• _Trecho do texto_:
No dia 26 de fevereiro foi lançado o clipe de “Madre Tierra”, gravado em Buenos Aires, na Argentina, no qual traz o rapper e educador Renan Inquérito na terra dos hermanos durante o Festival Latino Americano Del Ritmo – confira acima.
A canção traz a participação de uma das principais vozes do país: Malena D´Alessio, filha de guerreiros da ditadura argentina e fundadora do grupo Actitud Maria Marta. O clipe, dirigido pela Grito 33, mostra ainda bastidores das gravações e da parceria que uniu o rap brasileiro ao argentino, com a inserção de instrumentos típicos do tango, como o bandoneon e a guitarra criolla.
O clipe faz parte do projeto “Uma Só Voz”, que busca estreitar os laços musicais entre o Brasil e os demais ritmos da América Latina. A primeira gravação aconteceu em 2015, na cidade de Havana, em Cuba. Na ocasião, o Inquérito gravou com o La Invaxión, que tem integrantes no Caribe e no Uruguai.
Com 31 anos, Renan atualmente dá aulas na Universidade Estadual de São Paulo (Unesp), em Rio Claro (SP), e percorre o país e alguns vizinhos da América Latina com o trabalho que desenvolve com o rap através do Inquérito e também com o sarau Parada Poética.
Sua poesia já foi tema de questão na prova do vestibulinho do Colégio Técnico da Unicamp (Cotuca), em Campinas (SP): “Por mais que mais da metade da América seja NEGRA, só vejo igualdade racial nas listas da zebra”. A poesia, citada no vestibulinho, integra o livro #PoucasPalavras, lançado em 2011 e caiu em uma questão referente a redação da prova.
São 16 anos de Ritmo, Amor e Poesia, fazendo música de “Corpo e Alma”, expressão que dá nome ao quarto álbum do rapper, com letras e músicas que se diferenciam no cenário nacional pela forte postura como se posiciona diante de questões sociais.
Eleito como um dos melhores álbuns lançados em 2014 pela crítica especializada, o álbum “Corpo e Alma” traz participações de Ellen Oléria (vencedora do The Voice Brasil), Arnaldo Antunes, Natiruts, Roberta Estrela D´Alva, Quinteto Brassuka, DJ KL Jay (Racionais MCs), Rael e Emicida, que além de cantar na faixa-título assina a produção executiva do disco.
Poderíamos nos estender falando sobre a vida e obra do rapper, mas a nossa conversa abaixo com o Inquérito já apresenta muito bem como pensa e no que acredita um dos artistas mais relevantes de nossa atualidade. Confira abaixo o papo.

• _Tarefas_:
1: Transcreva do texto sobre o clipe “Madre Tierra” o trecho de "Com 31 anos, Renan" a "redação da prova.".
2: No texto sobre o clipe “Madre Tierra”, quem dirigiu o clipe?

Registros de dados
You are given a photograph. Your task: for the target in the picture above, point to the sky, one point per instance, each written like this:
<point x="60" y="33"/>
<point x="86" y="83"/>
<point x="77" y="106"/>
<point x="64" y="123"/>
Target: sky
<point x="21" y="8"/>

• _Respostas por tarefa_:
1:
Com 31 anos, Renan atualmente dá aulas na Universidade Estadual de São Paulo (Unesp), em Rio Claro (SP), e percorre o país e alguns vizinhos da América Latina com o trabalho que desenvolve com o rap através do Inquérito e também com o sarau Parada Poética.
Sua poesia já foi tema de questão na prova do vestibulinho do Colégio Técnico da Unicamp (Cotuca), em Campinas (SP): “Por mais que mais da metade da América seja NEGRA, só vejo igualdade racial nas listas da zebra”. A poesia, citada no vestibulinho, integra o livro #PoucasPalavras, lançado em 2011 e caiu em uma questão referente a redação da prova.

2: A Grito 33.